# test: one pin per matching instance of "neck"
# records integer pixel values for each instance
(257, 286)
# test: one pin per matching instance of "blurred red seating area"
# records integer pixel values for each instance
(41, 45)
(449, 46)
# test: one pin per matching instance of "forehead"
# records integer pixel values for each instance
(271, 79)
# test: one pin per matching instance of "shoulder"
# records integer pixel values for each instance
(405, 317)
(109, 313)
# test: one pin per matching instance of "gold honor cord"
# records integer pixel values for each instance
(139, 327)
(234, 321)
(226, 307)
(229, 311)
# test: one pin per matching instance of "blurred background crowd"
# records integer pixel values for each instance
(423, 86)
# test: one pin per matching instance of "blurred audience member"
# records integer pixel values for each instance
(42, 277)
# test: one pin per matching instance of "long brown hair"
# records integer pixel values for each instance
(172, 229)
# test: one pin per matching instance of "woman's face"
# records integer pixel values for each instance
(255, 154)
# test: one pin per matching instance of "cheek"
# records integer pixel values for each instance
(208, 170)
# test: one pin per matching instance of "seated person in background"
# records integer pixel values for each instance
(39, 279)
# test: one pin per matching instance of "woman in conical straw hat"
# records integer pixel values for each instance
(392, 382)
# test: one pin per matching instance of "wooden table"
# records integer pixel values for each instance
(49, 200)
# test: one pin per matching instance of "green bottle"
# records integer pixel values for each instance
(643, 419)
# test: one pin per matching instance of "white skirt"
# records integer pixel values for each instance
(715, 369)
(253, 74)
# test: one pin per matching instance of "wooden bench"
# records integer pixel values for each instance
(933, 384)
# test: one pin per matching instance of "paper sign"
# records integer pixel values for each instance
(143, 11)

+++++

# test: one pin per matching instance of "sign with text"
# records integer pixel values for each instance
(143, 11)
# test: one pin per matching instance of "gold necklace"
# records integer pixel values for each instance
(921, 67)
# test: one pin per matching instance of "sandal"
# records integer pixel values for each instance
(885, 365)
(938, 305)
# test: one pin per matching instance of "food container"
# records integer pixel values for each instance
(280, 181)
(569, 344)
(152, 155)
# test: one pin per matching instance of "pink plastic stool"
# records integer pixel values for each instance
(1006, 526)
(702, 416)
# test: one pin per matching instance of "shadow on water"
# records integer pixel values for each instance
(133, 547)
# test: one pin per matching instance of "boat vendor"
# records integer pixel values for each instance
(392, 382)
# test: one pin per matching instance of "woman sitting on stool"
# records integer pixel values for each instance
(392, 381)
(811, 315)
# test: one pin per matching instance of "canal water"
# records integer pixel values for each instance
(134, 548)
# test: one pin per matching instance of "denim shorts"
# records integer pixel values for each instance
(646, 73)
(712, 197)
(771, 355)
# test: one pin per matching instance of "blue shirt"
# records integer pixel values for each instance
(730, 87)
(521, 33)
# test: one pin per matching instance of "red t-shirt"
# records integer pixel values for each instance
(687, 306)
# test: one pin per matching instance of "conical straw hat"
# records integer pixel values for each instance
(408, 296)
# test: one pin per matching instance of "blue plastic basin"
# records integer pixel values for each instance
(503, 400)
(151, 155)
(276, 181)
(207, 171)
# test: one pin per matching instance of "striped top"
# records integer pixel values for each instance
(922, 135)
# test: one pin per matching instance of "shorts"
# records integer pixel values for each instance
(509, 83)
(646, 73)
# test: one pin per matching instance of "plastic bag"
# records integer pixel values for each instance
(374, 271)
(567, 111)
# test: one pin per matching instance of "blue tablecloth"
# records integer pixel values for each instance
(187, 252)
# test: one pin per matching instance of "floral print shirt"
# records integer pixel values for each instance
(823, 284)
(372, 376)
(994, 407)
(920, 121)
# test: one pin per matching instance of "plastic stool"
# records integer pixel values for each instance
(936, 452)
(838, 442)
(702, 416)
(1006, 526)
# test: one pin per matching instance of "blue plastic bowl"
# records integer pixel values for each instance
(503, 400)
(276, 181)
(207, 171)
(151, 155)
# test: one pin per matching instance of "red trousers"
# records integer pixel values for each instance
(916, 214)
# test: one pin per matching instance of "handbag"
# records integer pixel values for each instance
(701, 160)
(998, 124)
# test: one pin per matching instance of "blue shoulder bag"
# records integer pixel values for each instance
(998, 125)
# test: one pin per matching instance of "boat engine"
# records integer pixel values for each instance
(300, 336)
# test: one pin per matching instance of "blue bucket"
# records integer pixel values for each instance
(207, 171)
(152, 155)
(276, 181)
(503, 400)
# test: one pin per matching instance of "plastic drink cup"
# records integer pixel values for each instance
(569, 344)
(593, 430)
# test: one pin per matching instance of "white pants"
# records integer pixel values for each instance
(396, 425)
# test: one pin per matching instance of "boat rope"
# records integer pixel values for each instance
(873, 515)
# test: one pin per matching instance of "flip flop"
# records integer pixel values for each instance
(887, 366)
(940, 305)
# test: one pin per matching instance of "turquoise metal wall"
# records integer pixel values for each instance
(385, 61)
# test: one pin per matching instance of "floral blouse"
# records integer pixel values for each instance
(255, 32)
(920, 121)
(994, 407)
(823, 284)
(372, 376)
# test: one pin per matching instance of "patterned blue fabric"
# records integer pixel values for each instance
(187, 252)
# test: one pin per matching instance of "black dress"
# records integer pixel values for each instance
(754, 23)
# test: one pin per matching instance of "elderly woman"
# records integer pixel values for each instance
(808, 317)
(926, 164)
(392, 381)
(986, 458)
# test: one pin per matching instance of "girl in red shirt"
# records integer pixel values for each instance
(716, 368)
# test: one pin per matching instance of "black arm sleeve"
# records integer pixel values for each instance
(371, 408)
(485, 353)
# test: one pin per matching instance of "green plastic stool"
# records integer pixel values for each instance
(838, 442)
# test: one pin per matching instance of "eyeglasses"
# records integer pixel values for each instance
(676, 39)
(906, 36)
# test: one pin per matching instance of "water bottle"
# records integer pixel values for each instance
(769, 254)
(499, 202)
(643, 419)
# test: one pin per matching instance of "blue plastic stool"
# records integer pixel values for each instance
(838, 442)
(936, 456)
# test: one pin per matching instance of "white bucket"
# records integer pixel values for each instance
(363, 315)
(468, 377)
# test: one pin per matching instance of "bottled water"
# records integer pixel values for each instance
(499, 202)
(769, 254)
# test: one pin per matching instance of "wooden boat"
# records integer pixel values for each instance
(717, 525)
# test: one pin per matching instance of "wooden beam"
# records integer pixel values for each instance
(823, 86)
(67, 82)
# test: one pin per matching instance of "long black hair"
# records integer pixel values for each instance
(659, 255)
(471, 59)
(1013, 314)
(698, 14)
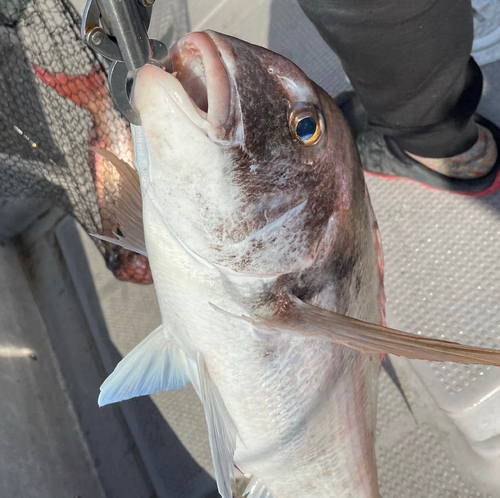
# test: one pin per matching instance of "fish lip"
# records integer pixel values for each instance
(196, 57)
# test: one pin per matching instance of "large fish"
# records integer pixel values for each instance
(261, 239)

+++++

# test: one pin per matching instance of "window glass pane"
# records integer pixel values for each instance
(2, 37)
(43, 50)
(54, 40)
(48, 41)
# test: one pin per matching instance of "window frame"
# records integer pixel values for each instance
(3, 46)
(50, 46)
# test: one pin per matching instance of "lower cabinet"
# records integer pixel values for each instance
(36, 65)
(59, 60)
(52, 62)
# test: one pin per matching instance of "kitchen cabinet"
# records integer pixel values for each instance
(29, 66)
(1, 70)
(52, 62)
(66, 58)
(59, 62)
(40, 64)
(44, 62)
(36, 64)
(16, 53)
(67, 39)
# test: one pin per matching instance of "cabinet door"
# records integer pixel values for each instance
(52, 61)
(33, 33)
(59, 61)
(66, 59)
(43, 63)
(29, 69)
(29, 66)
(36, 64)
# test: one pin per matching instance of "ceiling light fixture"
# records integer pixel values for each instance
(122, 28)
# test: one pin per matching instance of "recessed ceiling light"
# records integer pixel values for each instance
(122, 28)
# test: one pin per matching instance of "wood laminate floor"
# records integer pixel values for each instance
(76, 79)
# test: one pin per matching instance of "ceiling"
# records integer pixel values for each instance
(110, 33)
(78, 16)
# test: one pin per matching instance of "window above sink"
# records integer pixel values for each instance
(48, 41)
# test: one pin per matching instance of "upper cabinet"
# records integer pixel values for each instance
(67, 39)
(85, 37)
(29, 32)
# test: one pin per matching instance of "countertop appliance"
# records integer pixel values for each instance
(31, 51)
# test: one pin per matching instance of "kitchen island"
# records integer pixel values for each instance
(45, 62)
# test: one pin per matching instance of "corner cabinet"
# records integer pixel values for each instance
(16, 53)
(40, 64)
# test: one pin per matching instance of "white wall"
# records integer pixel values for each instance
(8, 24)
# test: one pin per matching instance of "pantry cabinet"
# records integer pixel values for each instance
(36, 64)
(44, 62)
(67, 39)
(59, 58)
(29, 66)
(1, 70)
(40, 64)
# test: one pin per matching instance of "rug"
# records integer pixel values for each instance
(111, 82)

+++++

Determine how many lines in the rows above contain the string "ceiling". Reply with that number alone.

- [WRITTEN ANSWER]
3